**Task goal:** Word for word, transcribe all of the records.

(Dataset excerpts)

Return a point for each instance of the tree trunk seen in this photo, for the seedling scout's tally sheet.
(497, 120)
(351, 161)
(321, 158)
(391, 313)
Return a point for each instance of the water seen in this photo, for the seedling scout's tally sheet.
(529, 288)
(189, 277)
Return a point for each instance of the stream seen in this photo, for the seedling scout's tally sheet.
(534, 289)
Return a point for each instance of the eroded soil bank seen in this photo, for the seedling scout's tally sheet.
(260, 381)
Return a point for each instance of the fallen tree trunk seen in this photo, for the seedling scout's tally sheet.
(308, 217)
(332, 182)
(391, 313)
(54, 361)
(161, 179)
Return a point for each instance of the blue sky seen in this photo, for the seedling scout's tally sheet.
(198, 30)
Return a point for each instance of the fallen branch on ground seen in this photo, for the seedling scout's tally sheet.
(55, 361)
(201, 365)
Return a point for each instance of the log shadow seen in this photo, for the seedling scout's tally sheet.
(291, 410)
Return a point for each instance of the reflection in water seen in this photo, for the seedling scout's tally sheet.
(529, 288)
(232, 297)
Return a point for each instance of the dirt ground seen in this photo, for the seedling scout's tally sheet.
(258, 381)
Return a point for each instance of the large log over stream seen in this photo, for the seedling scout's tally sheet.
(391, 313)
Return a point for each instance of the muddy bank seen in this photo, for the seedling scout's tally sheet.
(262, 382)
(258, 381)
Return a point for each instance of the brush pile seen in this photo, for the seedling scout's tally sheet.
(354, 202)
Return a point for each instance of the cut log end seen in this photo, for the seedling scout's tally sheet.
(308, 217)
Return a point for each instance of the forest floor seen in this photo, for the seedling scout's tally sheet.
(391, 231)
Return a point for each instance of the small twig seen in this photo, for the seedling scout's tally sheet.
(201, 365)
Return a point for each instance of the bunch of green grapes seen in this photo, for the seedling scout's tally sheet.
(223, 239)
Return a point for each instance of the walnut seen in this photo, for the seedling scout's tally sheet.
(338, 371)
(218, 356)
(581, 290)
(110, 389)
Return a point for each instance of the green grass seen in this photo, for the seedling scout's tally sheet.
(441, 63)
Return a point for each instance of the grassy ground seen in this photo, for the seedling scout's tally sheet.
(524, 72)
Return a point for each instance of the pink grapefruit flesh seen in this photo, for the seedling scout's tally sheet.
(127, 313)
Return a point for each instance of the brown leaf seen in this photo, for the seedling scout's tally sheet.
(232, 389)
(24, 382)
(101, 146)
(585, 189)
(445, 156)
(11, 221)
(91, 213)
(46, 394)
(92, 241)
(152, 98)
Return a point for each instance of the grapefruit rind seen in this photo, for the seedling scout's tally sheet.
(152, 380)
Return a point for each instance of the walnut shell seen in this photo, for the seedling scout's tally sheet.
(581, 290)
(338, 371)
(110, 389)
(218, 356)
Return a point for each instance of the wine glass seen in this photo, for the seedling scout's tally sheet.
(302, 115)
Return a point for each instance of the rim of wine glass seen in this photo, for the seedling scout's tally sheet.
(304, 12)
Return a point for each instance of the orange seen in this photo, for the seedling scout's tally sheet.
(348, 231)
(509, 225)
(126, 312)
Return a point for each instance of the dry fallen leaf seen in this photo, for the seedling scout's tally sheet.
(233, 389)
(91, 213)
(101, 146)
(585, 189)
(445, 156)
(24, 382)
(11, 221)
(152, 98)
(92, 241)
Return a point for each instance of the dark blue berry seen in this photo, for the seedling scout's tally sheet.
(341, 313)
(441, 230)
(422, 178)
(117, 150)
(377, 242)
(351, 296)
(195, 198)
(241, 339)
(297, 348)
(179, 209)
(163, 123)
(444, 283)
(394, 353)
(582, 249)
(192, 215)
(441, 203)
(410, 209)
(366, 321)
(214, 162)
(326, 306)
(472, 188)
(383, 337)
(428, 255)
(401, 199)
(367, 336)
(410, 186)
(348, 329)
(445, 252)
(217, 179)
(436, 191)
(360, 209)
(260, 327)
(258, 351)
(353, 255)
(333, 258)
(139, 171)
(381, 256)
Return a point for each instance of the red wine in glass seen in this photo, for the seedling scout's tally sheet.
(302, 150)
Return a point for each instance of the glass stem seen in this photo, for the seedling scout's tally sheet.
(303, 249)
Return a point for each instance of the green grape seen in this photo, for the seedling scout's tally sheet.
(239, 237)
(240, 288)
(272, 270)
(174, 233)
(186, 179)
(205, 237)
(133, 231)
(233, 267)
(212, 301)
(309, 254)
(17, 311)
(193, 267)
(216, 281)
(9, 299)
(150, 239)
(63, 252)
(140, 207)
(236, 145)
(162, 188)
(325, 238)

**Answer space:**
Return a point for each instance of the tree trunk seen in this photo, for the seedling scout's tally sheet.
(497, 120)
(351, 161)
(321, 158)
(391, 313)
Return a point for each instance of the water seen in this photo, for the seedling scout's tally sheet.
(529, 288)
(189, 277)
Return a point for each instance of the stream seen in this photo, for the seedling scout's tally sheet.
(534, 289)
Return a point for each instance of the eroded soil bank seen in this photo, for the seedling scout's tally sheet.
(260, 381)
Return a point for each instance of the fallen tree trunk seen in this photo, for the seedling scout's tally sheet.
(308, 217)
(332, 182)
(391, 313)
(54, 361)
(161, 179)
Return a point for each instance of the blue sky seen in this photo, for the seedling scout's tally sheet.
(198, 30)
Return a point for each instance of the fallen branch on ground seen in this photo, for the seedling scout's tally sheet.
(55, 361)
(201, 365)
Return a point for each instance of the log shadow seen in this photo, for the seedling scout's tally sheet.
(291, 410)
Return a point for each instance of the reflection in water seen in this photo, for the seedling scout's tally sheet.
(529, 288)
(232, 297)
Return a point for each instance of the dirt ground seen in this photo, for the seedling scout's tally sheet.
(258, 381)
Return a point for each instance of the large log over stream seen in this photo, for the seedling scout's tally sheet.
(391, 313)
Return a point for each instance of the muddy bank seen in this photo, for the seedling scout's tally sheet.
(262, 382)
(258, 381)
Return a point for each instance of the brush pile seen in this photo, for the seedling scout's tally sheet.
(354, 202)
Return a point for each instance of the cut log end seen in this photo, for the seedling scout's tally sheet.
(308, 217)
Return a point for each instance of the forest floor seen in this photo, for the seedling scout's tally sheet.
(391, 231)
Return a point for each instance of the small twig seen in this photo, for the seedling scout's tally sheet.
(201, 365)
Return a point for each instance of the bunch of green grapes seen in this photo, for the seedling scout's tally sheet.
(223, 239)
Return a point for each instance of the walnut seen in this photo, for the seedling scout's tally sheet.
(338, 371)
(218, 356)
(581, 290)
(110, 389)
Return a point for each instance of the green grass seen in this photo, for the seedling scout's tally sheet.
(441, 63)
Return a point for each instance of the grassy ground seen in this photo, for the seedling scout's tally sheet.
(524, 72)
Return a point for each instance of the pink grapefruit flesh seen in this photo, for the seedling scout's tally sheet.
(127, 313)
Return a point for each instance of the brown leaf seen in this photo, for the seedling scout's tally sheet.
(232, 389)
(24, 382)
(101, 146)
(585, 189)
(445, 156)
(11, 221)
(91, 213)
(46, 394)
(92, 241)
(152, 98)
Return a point for each instance of the grapefruit rind seen in this photo, for the seedling scout's tally sheet.
(152, 380)
Return a point for each instance of the walnut shell seen in this photo, for the seedling scout's tally sheet.
(581, 290)
(338, 371)
(110, 389)
(218, 356)
Return a point for each instance of the wine glass seen in this photo, for the seedling scout's tally sheet.
(302, 115)
Return a point for each instance of the rim of wine glass seen in this photo, for the seedling scout's tally sheet.
(304, 12)
Return a point for each instance of the orange seen in this photo, for the seedling scout's tally sheet.
(348, 231)
(509, 225)
(126, 312)
Return a point for each instance of the dry fallen leaf seen in this photo, for the seedling scout's tally sheet.
(233, 389)
(91, 213)
(101, 146)
(585, 189)
(445, 156)
(24, 382)
(11, 221)
(152, 98)
(92, 241)
Return a point for each instance of the dark blue berry seen in this photo, for the seedling scout's tally sheet.
(341, 313)
(441, 230)
(422, 178)
(117, 150)
(377, 242)
(351, 296)
(195, 198)
(241, 339)
(297, 348)
(179, 209)
(163, 123)
(444, 283)
(394, 353)
(582, 249)
(192, 215)
(441, 203)
(410, 209)
(366, 321)
(214, 162)
(326, 306)
(472, 188)
(383, 337)
(428, 255)
(401, 199)
(367, 336)
(410, 186)
(348, 329)
(445, 252)
(217, 179)
(436, 191)
(360, 209)
(260, 327)
(258, 351)
(353, 255)
(333, 258)
(139, 171)
(381, 256)
Return a point for each instance of the red wine in glass seen in this photo, for the seedling scout's tally sheet.
(302, 150)
Return a point for each instance of the glass stem seen in this photo, for the seedling scout's tally sheet.
(303, 249)
Return a point for each instance of the green grape seen in this photo, for the seedling scout's tally sheet.
(239, 237)
(240, 288)
(272, 270)
(174, 233)
(186, 179)
(205, 237)
(133, 231)
(233, 267)
(212, 301)
(309, 254)
(17, 311)
(193, 267)
(216, 281)
(9, 299)
(150, 239)
(63, 252)
(140, 207)
(236, 145)
(162, 188)
(325, 238)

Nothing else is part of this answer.